> [EXERCISE TEXT]:
------------------------------
Manufacturing in China 'no longer viable': Kyocera head

(Credit: CFOTO—Future Publishing via Getty Images)

The president of a major producer in the chip supply chain thinks companies will soon stop relying on China to manufacture their products, thanks to new rules from the U.S.

“The business model of producing in China and exporting abroad is no longer viable,” Hideo Tanimoto, president of Kyocera, told the Financial Times, though he added that manufacturing for the Chinese domestic market would still be possible. He pointed to worsening relations between Washington and Beijing: “Obviously with all that’s happening between the U.S. and China, it’s difficult to export from China to some regions.”

Newly-passed regulations are a problem for Japan-based Kyocera, which has 70% market share of the ceramic components in the tools used to make chips. Tanimoto blamed U.S. controls, at least in part, for the company’s decision to slash its forecasted full-year operating profit by 31%. 

Last October, the Biden administration imposed tough export controls on China, limiting the sale of advanced chips and chipmaking equipment to the country’s chip industry.

Earlier this year, Japan and the Netherlands—whose companies manufacture the equipment needed for the most advanced chips—are also moving to bar exports of this technology to Chinese companies. 

Tanimoto noted to the Financial Times that Japanese companies are being “asked not to ship their non-cutting-edge tools,” implying that even lower-end technology are running afoul of geopolitical strife. 

In its recent earnings reports, the company also blamed a drop in demand for smartphones and inflation for its downward revisions to income. Kyocera reported $846 million in operating profit in the most recent quarter, a 3.9% decrease from the year before.

Companies are considering moving manufacturing out of China, in part to diversify their supply chains after Beijing’s COVID-zero policies disrupted manufacturing. Costs are also increasing, with Tanimoto noting to the Financial Times that Chinese wages have gone up. Apple and Foxconn have recently expanded production of consumer electronics in both India and Vietnam

Still, despite rhetoric around decoupling, trade between China and the U.S. hit a record high in 2022, with the U.S. importing $536.8 billion worth of Chinese products.

Controls on China

Biden’s new chip controls are dragging down China’s semiconductor industry. Yangtze Memory Technologies Corp (YMTC), China’s largest manufacturer of memory chips, has cut its orders for some chipmaking equipment by up to 70%, according to the South China Morning Post

Semiconductor Manufacturing International Corporation, China’s largest chip foundry, admitted earlier this month that one of its newest factories will start operations later than anticipated. The company cited the difficulty of getting advanced equipment.
------------------------------
> [RECORD SET]:

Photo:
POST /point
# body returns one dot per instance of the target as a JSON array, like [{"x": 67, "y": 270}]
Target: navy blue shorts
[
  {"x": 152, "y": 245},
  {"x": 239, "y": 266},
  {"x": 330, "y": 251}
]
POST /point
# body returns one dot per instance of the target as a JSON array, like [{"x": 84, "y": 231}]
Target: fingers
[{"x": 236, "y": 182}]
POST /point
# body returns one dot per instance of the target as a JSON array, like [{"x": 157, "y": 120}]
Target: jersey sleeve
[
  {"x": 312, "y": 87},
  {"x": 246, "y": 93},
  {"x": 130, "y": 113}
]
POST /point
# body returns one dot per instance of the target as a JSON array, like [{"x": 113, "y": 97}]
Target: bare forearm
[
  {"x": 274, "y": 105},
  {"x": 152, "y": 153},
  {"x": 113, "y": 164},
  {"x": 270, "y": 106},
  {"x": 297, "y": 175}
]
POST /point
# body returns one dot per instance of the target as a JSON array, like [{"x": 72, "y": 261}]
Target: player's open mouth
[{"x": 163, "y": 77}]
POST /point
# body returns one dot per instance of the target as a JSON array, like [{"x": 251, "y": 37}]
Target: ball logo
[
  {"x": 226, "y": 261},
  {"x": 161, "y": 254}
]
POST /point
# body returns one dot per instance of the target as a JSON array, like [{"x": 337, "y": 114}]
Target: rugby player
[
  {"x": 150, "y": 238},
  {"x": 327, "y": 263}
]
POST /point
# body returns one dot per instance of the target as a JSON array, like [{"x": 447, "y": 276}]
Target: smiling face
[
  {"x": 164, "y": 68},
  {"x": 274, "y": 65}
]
------------------------------
> [INSTRUCTIONS]:
A) According to the article on Kyocera and manufacturing in China, what share of the market for ceramic components in chipmaking tools does Kyocera hold?
B) Write out the passage of the Kyocera article starting with "Newly-passed regulations are" and going on through "profit by 31%.", switching "slash" to "reduce".
The rows come from a separate source.

> [ANSWERS TO THIS EXERCISE]:
A) Kyocera holds a 70% market share.

B)
Newly-passed regulations are a problem for Japan-based Kyocera, which has 70% market share of the ceramic components in the tools used to make chips. Tanimoto blamed U.S. controls, at least in part, for the company’s decision to reduce its forecasted full-year operating profit by 31%.